Recensione The Free Will (2006)

Inutilmente prolisso e realizzato in modo scadente, il film di Glasner racconta la dolorosa storia di un uomo profondamente malato.

Maniaco sentimentale

Dopo nove anni trascorsi in un ospedale psichiatrico, per aver stuprato selvaggiamente tre giovani donne, Theo viene rilasciato. Il suo reinserimento nella società però è difficoltoso, e nonostante egli abbia trovato un lavoro, fa fatica a reprimere i suoi impulsi sessuali legati ad un odio profondo verso le donne. Un giorno l'uomo conosce Nettie, figlia del suo datore di lavoro e con qualche difficoltà, tra i due nasce una tenera storia d'amore. Neanche questo però, riesce a cancellare la sua ferocia, che come egli stesso ammette, ormai fa parte di lui, nonostante i lunghi anni di cure.

La storia di The Free Will - diretto da Matthias Glasner e presentato nella sezione competitiva della 56esima edizione del Festival di Berlino - è interessante, soprattutto se si considera che almeno per una volta i disturbi mentali del protagonista non sono il pretesto per raccontare il solito thriller scontato, ma per descrivere la furia di un uomo profondamente malato, così come il suo dolore ed i suoi tentativi di dominare i suoi impulsi distruttivi. Premesso questo, il film fallisce su più fronti, a cominciare dalla regia sciatta, dilettantistica e d'impostazione televisiva.

Nonostante il coraggio nel mostrare scene particolarmente esplicite e violente, il regista non dimostra altrettanta audacia ed inventiva dal punto di vista tecnico, e il risultato è un prodotto decisamente scadente ed inutilmente prolisso. Quasi tre ore di pellicola infarcite di dialoghi e silenzi inutili spezzati da grida isteriche, per ricostruire la triste discesa di Theo negli inferi della propria malattia.

Nelle intenzioni di Glasner, per sua stessa ammissione, The Free Will dovrebbe essere un dramma sulla paura della solitudine, ma in realtà il suo film non approfondisce questo aspetto, e si limita invece a raccontare i faticosi tentativi del protagonista di dominare il proprio odio accecante verso le donne. Per il resto se si escludono la parte centrale ed il finale del film, più "riusciti", il tutto si dilunga compromettendo seriamente l'attenzione dello spettatore.

--------------------

- [Informazioni sul compito] Elenca tutte le espressioni con cui la recensione qualifica la regia nella frase che inizia con "Premesso questo".

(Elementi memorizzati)
--------------------

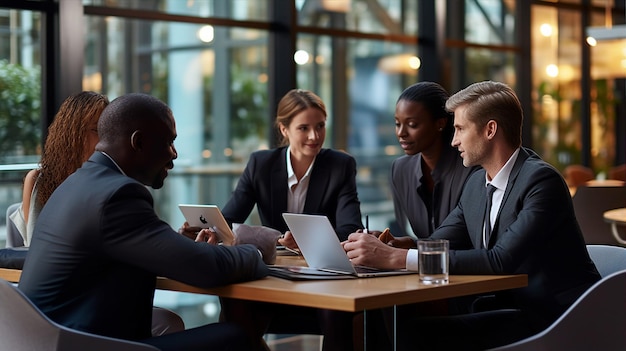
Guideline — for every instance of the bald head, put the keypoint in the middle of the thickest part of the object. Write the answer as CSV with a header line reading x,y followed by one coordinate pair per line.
x,y
128,113
138,132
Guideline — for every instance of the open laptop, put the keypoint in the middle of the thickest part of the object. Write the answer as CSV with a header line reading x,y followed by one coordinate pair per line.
x,y
322,250
208,216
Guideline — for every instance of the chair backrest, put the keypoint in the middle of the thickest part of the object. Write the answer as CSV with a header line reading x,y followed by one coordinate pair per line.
x,y
608,259
618,172
576,175
23,327
596,321
14,238
590,203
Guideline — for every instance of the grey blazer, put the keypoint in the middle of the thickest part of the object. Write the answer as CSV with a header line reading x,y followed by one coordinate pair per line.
x,y
535,233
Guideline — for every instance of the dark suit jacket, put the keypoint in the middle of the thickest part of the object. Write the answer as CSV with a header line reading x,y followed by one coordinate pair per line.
x,y
332,191
535,233
409,199
98,246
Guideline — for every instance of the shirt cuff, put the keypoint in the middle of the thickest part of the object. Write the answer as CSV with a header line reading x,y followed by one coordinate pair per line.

--------------------

- [Soluzione proposta]
sciatta
dilettantistica
d'impostazione televisiva